→ TASKS TO CARRY OUT:
• A. Answer these questions about the fire truck claims:
(i) What is mounted to the tail of the truck chassis by hinging?
(ii) What is mounted at the end of the first sliding bracket that extends out of the first opening?
(iii) What drives the locating pin between the second fixed bracket and the first fixed bracket?
• B. Retype the fire truck claims between "wherein a winch" and "second fixed bracket.", inclusive.

1. A multi-stage hydraulic multiplication pulley vertical lifting-type elevating platform fire truck, comprising a truck chassis, characterized in that,

a telescopic arm is mounted to a tail of the truck chassis by hinging, and a rotary platform is provided on a top end of the telescopic arm;

wherein a working arm is mounted on the rotary platform, and a working cage is mounted at one end of the working arm;

wherein a turning hydraulic cylinder is mounted on the truck chassis, with one end mounted on the truck chassis by hinging, and the other end mounted on the telescopic arm by hinging;

wherein front hydraulic support legs are mounted on the truck chassis proximal to a driving cab on both the left and the right,

wherein rear hydraulic support legs are mounted on the telescopic arm distal from the driving cab on both the left and the right,

wherein an auxiliary supporting oil cylinder is provided on the truck chassis, with a piston rod extending vertically upward, and

wherein transitional hydraulic cylinders are mounted at the tail end of the truck chassis on both the left and the right.


 
2. The multi-stage hydraulic multiplication pulley vertical lifting-type elevating platform fire truck according to claim 1, wherein the working arm comprises a first fixed bracket having one end connected to a second fixed bracket and the other end formed as a first opening,

wherein a first sliding bracket driven by a first power mechanism is slidingly mounted within the first fixed bracket, with a counterweight mounted at the end of the first sliding bracket extending out of the first opening,

wherein an end of the second fixed bracket distal from the first fixed bracket is provided with a second opening, and

wherein a second sliding bracket driven by a second power mechanism is slidingly mounted within the second fixed bracket, with the working cage mounted at the end of the second sliding bracket extending out of the second opening.


 
3. The multi-stage hydraulic multiplication pulley vertical lifting-type elevating platform fire truck according to claim 2, wherein the second fixed bracket is mounted to the first fixed bracket by hinging via a hinge shaft, and a locating pin driven by a third power mechanism is provided between the second fixed bracket and the first fixed bracket.
 
4. The multi-stage hydraulic multiplication pulley vertical lifting-type elevating platform fire truck according to claim 3, wherein a supporting arm is fixedly mounted at the end of the first fixed bracket proximal to the second fixed bracket, and a supporting rope pulley is rotatably mounted on the supporting arm,

wherein a winch mechanism is provided at the first fixed bracket proximal to the first opening,

wherein a hoisting arm is provided on the second fixed bracket,

wherein a hoisting wire rope is provided among the winch mechanism, the supporting rope pulley and the hoisting arm, and

wherein the end of the hoisting arm distal from a hoisting point of the hoisting wire rope is mounted to the second fixed bracket by hinging.


 
5. The multi-stage hydraulic multiplication pulley vertical lifting-type elevating platform fire truck according to claim 4, wherein a first stopper for restricting a vertical position of the hoisting arm is provided on the second fixed bracket, and a second stopper for restricting the hoisting point of the hoisting arm to be lower than an outer plane of the second fixed bracket is provided on the second fixed bracket.

Stored data:
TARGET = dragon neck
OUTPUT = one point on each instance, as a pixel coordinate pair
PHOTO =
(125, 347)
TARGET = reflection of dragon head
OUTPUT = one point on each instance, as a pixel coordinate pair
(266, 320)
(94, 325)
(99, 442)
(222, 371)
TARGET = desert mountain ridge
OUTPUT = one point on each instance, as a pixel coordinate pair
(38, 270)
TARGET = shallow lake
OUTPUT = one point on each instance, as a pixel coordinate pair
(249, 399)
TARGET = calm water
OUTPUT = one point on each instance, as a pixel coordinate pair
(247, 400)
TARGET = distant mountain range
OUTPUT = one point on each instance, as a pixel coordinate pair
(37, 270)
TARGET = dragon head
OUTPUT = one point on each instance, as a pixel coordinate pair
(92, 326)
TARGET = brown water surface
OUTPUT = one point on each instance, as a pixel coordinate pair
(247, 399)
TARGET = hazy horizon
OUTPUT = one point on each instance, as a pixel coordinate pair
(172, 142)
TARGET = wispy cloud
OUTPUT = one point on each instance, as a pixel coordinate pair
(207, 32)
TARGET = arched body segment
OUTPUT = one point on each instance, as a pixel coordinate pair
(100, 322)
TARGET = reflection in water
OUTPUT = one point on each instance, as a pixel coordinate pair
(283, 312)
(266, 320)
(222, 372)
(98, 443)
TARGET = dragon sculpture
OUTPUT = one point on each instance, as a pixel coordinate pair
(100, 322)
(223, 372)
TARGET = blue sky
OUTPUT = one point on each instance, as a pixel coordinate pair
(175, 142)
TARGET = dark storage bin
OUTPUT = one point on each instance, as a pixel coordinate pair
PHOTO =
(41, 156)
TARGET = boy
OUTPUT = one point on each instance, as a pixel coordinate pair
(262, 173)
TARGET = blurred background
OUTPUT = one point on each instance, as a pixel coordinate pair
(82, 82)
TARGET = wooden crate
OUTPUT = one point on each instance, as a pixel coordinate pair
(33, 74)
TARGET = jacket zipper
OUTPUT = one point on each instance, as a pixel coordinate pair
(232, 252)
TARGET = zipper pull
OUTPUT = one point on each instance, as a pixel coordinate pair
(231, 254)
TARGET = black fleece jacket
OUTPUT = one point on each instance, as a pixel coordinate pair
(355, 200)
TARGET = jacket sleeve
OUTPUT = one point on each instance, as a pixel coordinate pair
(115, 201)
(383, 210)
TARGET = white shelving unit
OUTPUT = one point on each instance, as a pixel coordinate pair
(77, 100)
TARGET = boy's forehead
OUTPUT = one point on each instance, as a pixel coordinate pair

→ THE SOLUTIONS:
• A.
(i) A telescopic arm.
(ii) A counterweight.
(iii) A third power mechanism.

• B.
wherein a winch mechanism is provided at the first fixed bracket proximal to the first opening,

wherein a hoisting arm is provided on the second fixed bracket,

wherein a hoisting wire rope is provided among the winch mechanism, the supporting rope pulley and the hoisting arm, and

wherein the end of the hoisting arm distal from a hoisting point of the hoisting wire rope is mounted to the second fixed bracket by hinging.


 
5. The multi-stage hydraulic multiplication pulley vertical lifting-type elevating platform fire truck according to claim 4, wherein a first stopper for restricting a vertical position of the hoisting arm is provided on the second fixed bracket, and a second stopper for restricting the hoisting point of the hoisting arm to be lower than an outer plane of the second fixed bracket is provided on the second fixed bracket.